[[ TASK MATERIAL open ]]

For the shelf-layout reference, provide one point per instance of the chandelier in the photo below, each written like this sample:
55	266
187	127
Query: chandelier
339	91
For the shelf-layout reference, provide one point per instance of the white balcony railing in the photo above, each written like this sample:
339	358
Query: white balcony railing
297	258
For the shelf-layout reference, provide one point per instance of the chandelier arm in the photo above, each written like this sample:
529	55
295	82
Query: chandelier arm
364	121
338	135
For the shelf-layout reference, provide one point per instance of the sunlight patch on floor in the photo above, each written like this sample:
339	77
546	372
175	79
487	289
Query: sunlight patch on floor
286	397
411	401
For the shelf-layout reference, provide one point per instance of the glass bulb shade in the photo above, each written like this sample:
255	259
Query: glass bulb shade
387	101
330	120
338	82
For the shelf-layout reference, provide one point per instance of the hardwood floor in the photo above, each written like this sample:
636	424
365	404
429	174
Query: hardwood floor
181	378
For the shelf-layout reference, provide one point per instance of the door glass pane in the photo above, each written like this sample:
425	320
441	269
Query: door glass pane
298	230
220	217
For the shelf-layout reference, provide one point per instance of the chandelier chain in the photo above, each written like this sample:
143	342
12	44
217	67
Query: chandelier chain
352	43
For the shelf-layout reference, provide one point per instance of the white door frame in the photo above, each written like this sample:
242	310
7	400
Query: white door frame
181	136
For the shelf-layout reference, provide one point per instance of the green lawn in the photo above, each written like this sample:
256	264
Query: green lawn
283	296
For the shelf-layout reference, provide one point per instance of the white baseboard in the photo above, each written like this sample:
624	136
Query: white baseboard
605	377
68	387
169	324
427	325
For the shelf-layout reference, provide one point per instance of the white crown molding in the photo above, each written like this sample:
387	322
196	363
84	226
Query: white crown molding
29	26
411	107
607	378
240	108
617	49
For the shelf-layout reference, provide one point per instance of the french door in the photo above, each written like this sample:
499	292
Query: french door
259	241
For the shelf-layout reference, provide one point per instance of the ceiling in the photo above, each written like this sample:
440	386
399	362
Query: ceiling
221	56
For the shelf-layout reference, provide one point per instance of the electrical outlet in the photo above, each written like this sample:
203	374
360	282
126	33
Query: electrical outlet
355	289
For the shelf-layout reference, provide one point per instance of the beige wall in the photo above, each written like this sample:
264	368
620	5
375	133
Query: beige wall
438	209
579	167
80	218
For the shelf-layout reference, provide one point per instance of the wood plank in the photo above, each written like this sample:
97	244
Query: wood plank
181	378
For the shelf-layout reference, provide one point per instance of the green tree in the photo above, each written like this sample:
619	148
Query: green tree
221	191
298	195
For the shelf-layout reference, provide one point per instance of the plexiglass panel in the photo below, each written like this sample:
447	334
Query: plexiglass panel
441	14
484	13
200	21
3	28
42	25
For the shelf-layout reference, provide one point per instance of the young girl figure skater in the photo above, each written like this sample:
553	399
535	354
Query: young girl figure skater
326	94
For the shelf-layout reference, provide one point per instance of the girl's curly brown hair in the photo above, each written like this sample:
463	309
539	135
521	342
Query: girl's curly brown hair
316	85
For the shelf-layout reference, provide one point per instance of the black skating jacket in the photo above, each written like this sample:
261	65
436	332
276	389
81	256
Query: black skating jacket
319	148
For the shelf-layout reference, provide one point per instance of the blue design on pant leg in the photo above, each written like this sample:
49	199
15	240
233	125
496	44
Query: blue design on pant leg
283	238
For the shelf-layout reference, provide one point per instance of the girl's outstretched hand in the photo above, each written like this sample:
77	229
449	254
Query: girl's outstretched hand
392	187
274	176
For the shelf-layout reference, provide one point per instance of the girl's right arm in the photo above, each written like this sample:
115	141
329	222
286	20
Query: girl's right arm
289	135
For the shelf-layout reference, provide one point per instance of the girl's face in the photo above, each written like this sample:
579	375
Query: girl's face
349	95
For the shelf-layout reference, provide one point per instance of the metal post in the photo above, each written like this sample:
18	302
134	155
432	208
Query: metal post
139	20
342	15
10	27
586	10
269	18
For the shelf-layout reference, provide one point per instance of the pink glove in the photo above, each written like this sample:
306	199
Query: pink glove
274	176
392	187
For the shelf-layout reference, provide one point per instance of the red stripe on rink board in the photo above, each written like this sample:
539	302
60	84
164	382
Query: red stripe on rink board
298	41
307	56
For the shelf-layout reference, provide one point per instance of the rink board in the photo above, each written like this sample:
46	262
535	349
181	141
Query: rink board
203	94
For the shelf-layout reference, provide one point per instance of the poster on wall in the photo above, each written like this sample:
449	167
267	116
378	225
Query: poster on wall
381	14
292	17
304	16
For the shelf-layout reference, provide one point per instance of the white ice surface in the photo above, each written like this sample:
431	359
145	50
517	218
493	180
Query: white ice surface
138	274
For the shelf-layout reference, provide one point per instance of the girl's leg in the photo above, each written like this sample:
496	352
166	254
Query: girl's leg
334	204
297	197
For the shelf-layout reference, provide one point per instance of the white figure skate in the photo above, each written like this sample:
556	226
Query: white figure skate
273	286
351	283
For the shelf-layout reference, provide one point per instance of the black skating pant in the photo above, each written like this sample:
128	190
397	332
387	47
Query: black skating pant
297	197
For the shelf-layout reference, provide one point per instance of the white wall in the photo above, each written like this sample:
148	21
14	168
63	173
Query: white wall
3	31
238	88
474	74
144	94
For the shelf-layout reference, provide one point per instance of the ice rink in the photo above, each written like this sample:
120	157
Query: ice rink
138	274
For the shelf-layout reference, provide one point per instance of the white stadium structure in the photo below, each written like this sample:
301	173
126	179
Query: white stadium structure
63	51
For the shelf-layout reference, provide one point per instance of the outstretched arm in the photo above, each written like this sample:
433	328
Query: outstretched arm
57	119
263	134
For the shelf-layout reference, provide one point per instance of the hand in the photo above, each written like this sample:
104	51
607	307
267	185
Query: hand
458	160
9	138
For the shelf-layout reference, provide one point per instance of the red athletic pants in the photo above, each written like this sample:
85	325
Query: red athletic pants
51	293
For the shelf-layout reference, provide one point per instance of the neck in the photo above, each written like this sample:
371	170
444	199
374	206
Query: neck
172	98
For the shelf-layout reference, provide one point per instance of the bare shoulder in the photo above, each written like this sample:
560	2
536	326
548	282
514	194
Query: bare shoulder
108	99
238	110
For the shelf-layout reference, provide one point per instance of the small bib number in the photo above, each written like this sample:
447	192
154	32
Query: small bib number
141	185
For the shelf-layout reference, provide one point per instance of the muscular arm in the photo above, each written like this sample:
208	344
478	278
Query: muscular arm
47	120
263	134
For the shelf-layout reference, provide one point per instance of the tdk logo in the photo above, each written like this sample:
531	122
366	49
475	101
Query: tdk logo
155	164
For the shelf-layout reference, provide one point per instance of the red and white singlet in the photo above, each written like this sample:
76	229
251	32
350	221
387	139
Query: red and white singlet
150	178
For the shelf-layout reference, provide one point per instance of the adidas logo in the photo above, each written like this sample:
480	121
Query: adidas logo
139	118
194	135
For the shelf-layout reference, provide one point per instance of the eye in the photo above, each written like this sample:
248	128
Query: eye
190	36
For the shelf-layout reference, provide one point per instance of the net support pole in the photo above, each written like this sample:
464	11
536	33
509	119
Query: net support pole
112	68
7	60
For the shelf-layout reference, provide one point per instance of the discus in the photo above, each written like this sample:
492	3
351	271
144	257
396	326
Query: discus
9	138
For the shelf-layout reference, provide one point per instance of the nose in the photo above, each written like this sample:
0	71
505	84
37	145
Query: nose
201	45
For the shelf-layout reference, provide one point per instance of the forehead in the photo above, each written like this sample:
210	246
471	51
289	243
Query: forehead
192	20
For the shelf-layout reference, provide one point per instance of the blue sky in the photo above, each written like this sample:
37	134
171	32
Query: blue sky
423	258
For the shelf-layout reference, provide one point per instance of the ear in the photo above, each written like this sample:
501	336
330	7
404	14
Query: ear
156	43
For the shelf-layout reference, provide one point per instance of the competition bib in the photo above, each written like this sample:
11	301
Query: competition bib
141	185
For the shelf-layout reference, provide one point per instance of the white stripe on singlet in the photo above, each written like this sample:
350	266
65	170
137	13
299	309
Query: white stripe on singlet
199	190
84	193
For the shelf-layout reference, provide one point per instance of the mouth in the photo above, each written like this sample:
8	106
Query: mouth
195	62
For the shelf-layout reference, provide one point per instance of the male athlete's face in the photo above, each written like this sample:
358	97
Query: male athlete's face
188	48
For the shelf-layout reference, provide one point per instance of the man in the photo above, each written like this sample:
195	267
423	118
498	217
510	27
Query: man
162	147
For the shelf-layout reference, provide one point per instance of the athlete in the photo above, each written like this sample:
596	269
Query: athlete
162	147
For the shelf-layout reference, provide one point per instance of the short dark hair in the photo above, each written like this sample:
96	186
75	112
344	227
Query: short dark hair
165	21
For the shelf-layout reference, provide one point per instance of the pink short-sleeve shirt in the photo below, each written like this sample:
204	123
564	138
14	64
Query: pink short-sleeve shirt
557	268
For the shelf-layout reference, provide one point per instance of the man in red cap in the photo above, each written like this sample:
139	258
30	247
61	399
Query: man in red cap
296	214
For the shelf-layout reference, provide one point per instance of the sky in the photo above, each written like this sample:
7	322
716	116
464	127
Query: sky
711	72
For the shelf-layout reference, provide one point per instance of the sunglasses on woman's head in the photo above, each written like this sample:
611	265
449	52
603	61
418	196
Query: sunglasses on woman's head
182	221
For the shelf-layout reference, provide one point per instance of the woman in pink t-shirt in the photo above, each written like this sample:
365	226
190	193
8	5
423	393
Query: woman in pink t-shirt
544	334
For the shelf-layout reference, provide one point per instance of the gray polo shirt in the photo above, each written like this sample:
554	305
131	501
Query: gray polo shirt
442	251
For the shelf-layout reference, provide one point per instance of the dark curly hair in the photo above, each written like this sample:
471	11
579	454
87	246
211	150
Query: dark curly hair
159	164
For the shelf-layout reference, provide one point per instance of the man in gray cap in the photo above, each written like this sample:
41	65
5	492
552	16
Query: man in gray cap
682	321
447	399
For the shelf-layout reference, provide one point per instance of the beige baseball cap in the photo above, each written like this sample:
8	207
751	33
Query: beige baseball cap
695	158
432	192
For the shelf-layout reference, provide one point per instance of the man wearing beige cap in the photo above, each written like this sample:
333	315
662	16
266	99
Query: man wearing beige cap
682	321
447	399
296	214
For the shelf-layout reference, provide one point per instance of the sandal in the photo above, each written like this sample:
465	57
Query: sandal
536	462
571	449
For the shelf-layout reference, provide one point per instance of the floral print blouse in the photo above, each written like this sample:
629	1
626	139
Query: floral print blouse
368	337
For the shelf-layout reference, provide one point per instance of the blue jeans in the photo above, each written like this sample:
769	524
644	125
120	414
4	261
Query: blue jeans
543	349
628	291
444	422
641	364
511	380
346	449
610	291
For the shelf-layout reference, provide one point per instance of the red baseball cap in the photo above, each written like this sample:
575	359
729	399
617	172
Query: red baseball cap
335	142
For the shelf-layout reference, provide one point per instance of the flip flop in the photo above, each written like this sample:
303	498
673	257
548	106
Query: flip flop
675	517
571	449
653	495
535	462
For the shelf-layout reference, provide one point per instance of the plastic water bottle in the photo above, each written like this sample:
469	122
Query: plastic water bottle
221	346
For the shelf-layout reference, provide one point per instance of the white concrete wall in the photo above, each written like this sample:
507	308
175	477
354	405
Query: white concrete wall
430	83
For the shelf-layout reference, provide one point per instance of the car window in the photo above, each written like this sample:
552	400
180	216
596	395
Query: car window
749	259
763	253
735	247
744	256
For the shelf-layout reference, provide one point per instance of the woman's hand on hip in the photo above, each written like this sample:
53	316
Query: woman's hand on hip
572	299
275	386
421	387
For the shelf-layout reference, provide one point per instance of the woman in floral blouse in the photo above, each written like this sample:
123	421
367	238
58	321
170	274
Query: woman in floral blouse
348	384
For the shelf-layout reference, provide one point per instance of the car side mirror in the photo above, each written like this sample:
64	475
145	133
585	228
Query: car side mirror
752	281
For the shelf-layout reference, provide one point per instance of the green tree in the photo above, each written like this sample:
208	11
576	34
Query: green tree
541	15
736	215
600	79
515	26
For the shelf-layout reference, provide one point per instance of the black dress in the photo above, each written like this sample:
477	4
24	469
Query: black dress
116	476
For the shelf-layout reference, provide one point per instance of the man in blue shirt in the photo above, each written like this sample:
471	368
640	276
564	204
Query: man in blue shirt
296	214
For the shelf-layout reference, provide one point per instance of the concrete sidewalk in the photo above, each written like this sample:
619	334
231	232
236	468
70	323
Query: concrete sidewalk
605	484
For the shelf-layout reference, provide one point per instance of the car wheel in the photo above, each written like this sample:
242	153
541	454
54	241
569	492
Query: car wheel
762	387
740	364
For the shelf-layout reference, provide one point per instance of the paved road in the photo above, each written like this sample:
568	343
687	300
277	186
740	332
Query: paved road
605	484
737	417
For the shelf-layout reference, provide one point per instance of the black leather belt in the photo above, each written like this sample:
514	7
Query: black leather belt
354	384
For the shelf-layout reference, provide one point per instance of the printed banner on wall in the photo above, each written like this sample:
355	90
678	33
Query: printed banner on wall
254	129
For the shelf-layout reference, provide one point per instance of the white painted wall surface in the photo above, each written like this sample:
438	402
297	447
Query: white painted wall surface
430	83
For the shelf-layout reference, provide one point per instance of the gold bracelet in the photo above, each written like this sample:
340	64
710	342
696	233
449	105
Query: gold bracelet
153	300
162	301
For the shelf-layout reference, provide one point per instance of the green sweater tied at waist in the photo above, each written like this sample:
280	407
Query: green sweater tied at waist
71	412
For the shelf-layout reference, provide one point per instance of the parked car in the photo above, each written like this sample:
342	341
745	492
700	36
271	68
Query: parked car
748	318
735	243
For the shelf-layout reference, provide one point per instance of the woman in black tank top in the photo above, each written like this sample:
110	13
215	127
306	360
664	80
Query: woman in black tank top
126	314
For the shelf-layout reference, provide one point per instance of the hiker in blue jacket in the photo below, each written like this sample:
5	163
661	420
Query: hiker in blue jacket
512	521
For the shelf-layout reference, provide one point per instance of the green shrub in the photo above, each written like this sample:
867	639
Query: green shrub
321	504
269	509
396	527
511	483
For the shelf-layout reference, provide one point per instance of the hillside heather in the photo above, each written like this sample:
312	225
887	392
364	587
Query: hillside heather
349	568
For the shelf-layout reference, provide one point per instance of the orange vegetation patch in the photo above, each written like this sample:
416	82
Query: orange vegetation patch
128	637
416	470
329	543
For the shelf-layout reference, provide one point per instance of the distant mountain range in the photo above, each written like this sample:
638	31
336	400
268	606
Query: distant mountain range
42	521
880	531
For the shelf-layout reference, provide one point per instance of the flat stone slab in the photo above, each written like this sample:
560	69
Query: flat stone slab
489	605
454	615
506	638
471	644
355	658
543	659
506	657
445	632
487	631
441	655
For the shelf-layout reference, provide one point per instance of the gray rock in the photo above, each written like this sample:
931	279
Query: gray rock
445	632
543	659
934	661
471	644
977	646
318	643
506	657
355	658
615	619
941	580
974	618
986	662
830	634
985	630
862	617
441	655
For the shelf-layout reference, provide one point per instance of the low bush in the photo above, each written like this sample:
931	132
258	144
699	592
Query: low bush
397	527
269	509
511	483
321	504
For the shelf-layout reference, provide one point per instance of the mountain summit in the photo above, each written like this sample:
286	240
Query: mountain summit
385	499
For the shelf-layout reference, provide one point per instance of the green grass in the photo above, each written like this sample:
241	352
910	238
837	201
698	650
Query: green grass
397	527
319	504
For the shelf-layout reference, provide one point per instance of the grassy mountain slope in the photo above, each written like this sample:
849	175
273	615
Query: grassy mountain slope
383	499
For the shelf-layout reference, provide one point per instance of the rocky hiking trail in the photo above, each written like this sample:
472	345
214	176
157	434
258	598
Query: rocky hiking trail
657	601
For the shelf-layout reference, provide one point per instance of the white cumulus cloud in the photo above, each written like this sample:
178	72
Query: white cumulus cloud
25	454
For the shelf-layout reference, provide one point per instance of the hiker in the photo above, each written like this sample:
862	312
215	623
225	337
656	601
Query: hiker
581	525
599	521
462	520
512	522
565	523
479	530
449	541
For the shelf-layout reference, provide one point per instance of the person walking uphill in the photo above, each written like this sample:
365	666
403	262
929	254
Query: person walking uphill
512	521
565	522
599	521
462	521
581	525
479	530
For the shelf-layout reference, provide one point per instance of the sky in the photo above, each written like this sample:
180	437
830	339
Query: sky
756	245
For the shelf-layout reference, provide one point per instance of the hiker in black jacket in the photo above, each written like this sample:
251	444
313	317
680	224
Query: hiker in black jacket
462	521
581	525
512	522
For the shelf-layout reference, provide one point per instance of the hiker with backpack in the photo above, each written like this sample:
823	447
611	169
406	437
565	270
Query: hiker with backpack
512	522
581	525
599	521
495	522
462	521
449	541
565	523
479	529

[[ TASK MATERIAL closed ]]

EXERCISE GOAL:
Among the lines of the data, identify those with the word "below". Copy each of them.

OUTPUT OF THE TASK:
For the shelf-layout reference, provide one point per instance of the chandelier in the photo below, each written like this sample:
For the shelf-layout reference, provide one point per instance of the plexiglass panel in the photo below, each written like this sample:
For the shelf-layout reference, provide one point per instance of the white stadium structure in the photo below, each written like this sample:
For the shelf-layout reference, provide one point per instance of the pink short-sleeve shirt in the photo below, each written like this sample:
For the shelf-layout reference, provide one point per instance of the hiker in blue jacket in the photo below, each written like this sample:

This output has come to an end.